Written task>
Count the lines in the entries below that contain the word "Verify", treating uppercase and lowercase as different, and reply with the number alone.

Record extracts>

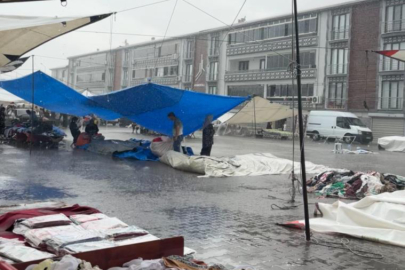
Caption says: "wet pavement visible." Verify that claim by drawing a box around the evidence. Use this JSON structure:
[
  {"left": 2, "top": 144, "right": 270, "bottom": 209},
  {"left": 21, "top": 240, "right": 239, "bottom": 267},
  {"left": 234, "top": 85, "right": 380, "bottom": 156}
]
[{"left": 0, "top": 127, "right": 405, "bottom": 270}]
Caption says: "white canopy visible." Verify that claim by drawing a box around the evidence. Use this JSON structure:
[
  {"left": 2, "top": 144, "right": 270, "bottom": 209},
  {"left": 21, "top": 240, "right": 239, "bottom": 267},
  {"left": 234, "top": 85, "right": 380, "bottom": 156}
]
[
  {"left": 227, "top": 97, "right": 296, "bottom": 124},
  {"left": 0, "top": 88, "right": 22, "bottom": 103},
  {"left": 0, "top": 14, "right": 110, "bottom": 67}
]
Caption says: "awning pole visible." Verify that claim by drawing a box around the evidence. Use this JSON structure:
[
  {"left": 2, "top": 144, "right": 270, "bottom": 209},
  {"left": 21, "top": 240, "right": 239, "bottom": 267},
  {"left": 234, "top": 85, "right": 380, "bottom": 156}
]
[
  {"left": 30, "top": 55, "right": 35, "bottom": 155},
  {"left": 294, "top": 0, "right": 311, "bottom": 241},
  {"left": 253, "top": 96, "right": 257, "bottom": 137}
]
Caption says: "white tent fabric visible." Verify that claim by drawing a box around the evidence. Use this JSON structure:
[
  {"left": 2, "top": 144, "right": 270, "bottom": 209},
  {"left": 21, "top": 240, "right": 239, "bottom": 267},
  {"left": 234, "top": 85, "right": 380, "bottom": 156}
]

Output>
4